SET EXERCISE
Will you write out the data exactly, excluding every picture?

RECORDS TO PROCESS
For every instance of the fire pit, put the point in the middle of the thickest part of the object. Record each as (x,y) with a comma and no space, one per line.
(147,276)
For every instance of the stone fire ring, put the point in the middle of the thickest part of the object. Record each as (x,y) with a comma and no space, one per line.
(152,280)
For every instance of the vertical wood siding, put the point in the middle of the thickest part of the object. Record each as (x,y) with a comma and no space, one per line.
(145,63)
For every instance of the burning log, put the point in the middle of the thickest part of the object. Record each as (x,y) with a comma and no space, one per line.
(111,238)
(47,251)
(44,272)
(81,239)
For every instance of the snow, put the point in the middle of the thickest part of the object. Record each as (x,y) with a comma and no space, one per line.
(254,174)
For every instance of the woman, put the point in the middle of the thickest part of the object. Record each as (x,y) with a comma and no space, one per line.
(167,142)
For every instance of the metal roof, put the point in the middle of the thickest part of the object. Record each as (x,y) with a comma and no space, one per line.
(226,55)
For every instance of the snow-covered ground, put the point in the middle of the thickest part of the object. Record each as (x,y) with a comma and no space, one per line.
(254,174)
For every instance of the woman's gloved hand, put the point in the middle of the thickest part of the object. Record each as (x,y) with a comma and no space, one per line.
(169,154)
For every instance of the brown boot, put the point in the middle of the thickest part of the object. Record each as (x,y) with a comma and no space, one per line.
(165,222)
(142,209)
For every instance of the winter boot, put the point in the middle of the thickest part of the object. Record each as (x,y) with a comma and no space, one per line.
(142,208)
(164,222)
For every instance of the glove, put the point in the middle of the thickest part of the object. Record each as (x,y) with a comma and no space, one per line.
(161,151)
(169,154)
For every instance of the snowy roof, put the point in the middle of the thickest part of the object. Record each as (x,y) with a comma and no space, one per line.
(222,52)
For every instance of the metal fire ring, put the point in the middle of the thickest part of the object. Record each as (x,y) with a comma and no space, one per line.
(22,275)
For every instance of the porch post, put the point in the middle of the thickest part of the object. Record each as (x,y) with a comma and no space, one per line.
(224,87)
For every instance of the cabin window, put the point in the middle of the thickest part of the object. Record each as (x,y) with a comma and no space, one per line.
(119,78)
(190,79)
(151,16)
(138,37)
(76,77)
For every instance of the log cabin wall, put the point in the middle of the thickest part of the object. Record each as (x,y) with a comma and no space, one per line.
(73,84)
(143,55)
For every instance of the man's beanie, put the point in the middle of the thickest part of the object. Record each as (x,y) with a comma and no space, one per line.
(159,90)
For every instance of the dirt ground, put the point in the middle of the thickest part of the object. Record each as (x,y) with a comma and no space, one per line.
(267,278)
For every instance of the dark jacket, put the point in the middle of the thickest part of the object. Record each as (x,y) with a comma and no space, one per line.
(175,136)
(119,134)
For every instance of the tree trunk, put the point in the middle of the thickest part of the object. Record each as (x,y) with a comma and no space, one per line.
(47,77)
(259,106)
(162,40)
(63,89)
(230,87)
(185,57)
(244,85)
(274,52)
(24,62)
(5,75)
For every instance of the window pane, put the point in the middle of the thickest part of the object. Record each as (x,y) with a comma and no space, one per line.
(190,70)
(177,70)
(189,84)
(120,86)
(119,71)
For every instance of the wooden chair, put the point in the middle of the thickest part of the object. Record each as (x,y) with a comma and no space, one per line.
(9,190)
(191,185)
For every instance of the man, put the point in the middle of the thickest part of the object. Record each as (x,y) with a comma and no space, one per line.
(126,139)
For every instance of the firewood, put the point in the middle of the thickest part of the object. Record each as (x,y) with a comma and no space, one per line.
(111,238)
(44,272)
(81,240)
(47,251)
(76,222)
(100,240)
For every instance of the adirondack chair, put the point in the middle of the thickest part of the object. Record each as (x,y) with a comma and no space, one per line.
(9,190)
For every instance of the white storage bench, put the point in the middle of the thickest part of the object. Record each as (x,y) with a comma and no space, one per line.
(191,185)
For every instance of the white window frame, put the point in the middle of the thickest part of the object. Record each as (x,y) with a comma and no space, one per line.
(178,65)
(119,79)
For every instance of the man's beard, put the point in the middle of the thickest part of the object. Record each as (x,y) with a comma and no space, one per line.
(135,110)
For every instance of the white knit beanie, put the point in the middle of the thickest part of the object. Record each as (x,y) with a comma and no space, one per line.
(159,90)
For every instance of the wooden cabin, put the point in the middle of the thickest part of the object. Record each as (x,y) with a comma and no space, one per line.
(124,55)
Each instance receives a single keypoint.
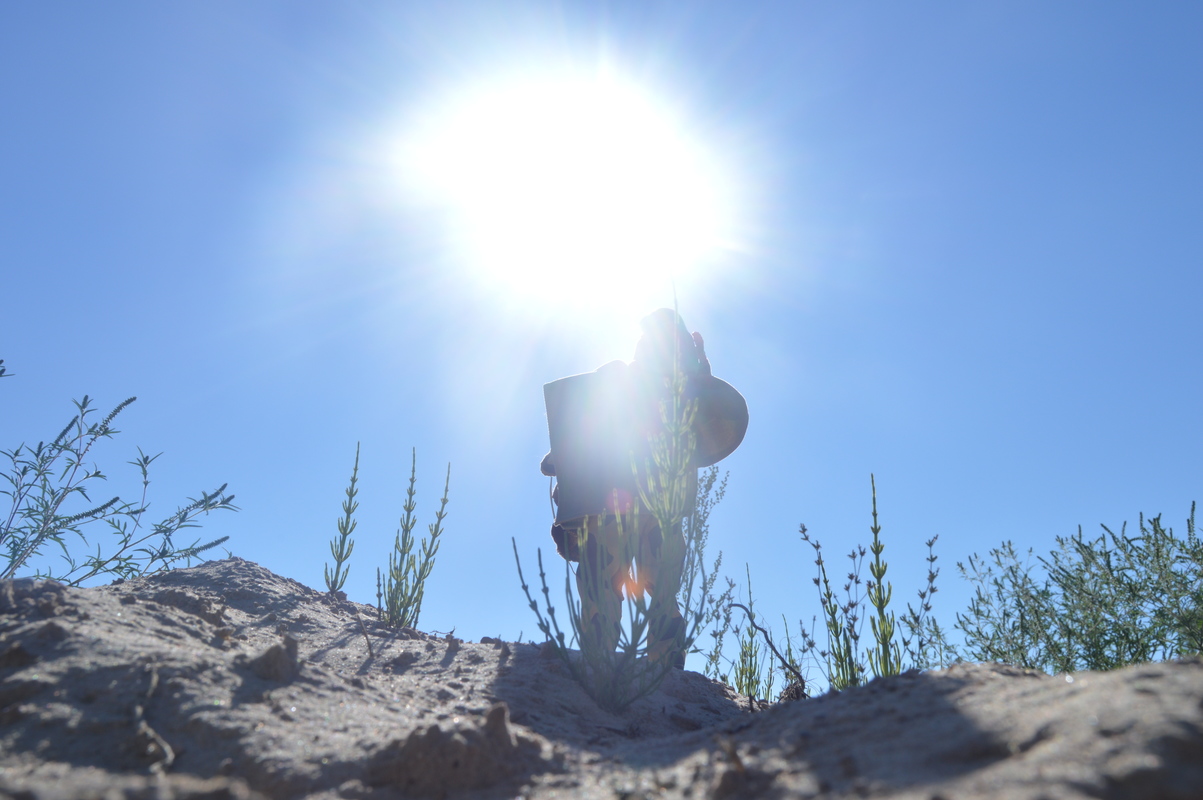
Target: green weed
(342, 547)
(49, 504)
(404, 582)
(1092, 604)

EXERCISE SOLUTION
For every instance of the fire pit, put the point in the middle of the thickest part of the object. Record each as (x,y) with a comma and no space, one per line.
(147,276)
For every instance of the stone fire ring, put the point in the middle of the thickest part of the object. Record each as (x,y) with a comma and no space, one per line.
(152,280)
For every instance of the vertical wood siding, put the point in the middle of the thickest part of the object. Record each as (x,y) with a comma and no space, one per line.
(145,63)
For every instance of the burning log, put the point in the middle of the thickest part of the object. Record each as (x,y) with a comma and no space, one per line.
(111,238)
(47,251)
(44,272)
(81,239)
For every instance of the snow, put the point in the middle of the thickest part of the object. Record each as (x,y) with a comma and no space, one per line.
(254,174)
For every instance of the woman, put the point in the middle of the thickest part of the object. Record each as (x,y) with a comma and no space, one per line.
(167,142)
For every instance of the metal roof, put the point in the middle of the thickest part of the object. Record each as (x,y) with a comma and no space, one per line.
(226,55)
For every instance of the snow-covered ground, put the point in the middle of the thickest part of the object. Record each as (x,y) with a comma and no space, one per line.
(254,174)
For every instance of the woman's gloved hand, put the point in the middle of the thickest part of the object. Record each as (x,y) with a comma and no space, one per line.
(169,154)
For every instance of the brown boot, put the point in the middle of the thickest part of the object. Record each as (x,y) with a comma and no space, one per line.
(165,222)
(142,209)
For every instance of the winter boot, put the point in the middle of the thickest part of the object. Record each as (x,y) with a comma and no space, one per line.
(142,208)
(164,222)
For every instance of the glove, put the point in the middle of the thickest part of the object. Record each as (x,y) with a comma and no space, one per line.
(161,151)
(169,154)
For every instance of the snowy roof, put the point in the middle of the thickest part of the object. Record each as (x,y) with a comma and no space, one per line.
(222,52)
For every instance of the metal fire ring, put the point in the middle of the thickest part of the object. Record each as (x,y) with a comma and no space, one per line.
(22,275)
For every instance of the porch post, put the point in the middle of the thickest part of the object. Record each as (x,y) with a comma and no space, one per line.
(224,87)
For every instance of the cabin window, put the point in the middle of the thickest part of the object. Record each as (x,y) with a comma and no space, one per line.
(119,78)
(190,79)
(151,16)
(138,37)
(76,77)
For every instance of the log cabin wall, put the point in the middle of the thickest part of the object. Record each as (x,y) with a comma and no space, one per line.
(73,84)
(143,55)
For every instance of the man's beanie, put the point in the middle of the thickest part of the object. Record each as (x,y) with a comma and no space, one per line.
(159,90)
For every instance of the dirt ground, put the point in the middle of the thickest part of the object. Record each as (x,y) with a comma and no space, one per line.
(267,278)
For every instance of the dark jacket, put the point in the middle of the thickest part of the object. Record each as (x,y) with a comma and no space, one per line.
(175,136)
(119,134)
For every instance of the tree trunk, put the point in the middle of the thickest part of the object. Record each as (x,y) with a comma and no space, one per line.
(47,77)
(259,106)
(162,40)
(63,89)
(230,87)
(185,57)
(244,85)
(274,52)
(24,62)
(5,75)
For every instance of the window pane, put the point in the middle of the thickest part of the object. Record each as (x,y) with a comma and no space, one per line.
(190,70)
(177,70)
(189,84)
(120,86)
(119,71)
For every instance of the wooden chair, put the point in the middle of the thickest part of the object. Record each as (x,y) with a comma and no space, one per line.
(9,190)
(191,185)
For every instance of the man, put the point in the middle of the thickest part of the object. Record each as (x,y) with a comma and no space, one per line.
(126,139)
For every instance of the firewood, put the point in the middle of the thickest part of the object. Record each as (x,y) with a comma and no space, one per line.
(111,238)
(44,272)
(81,240)
(47,251)
(76,222)
(100,240)
For every instance of the adirondack chair, put the point in the middle of the thickest part of the object. Record each as (x,y) with a comma and no space, one per line.
(9,190)
For every instance of the white storage bench, put the point in the middle of the thickest part of the object. Record each as (x,y) with a comma and no space, one per line.
(191,185)
For every instance of the white window frame, put the point in the middle of the thickest part of the object. Record each as (x,y) with a comma and no space, one per line.
(178,65)
(119,79)
For every instance of the man's beard, put the point in the middle of the thickest part of the object. Record each as (x,y) with a comma and no space, one per line.
(135,110)
For every instance of the white knit beanie, put the point in the middle of the thickest part of the object. Record each as (x,y) with a comma and no space, one per line.
(159,90)
For every instance of the wooden cabin, put the point in the middle of the thickest part of the object. Record each as (x,y) with a comma and no space, one per line.
(124,55)
Each instance receives a single keypoint.
Target: green weed
(342, 547)
(49, 504)
(404, 582)
(1092, 604)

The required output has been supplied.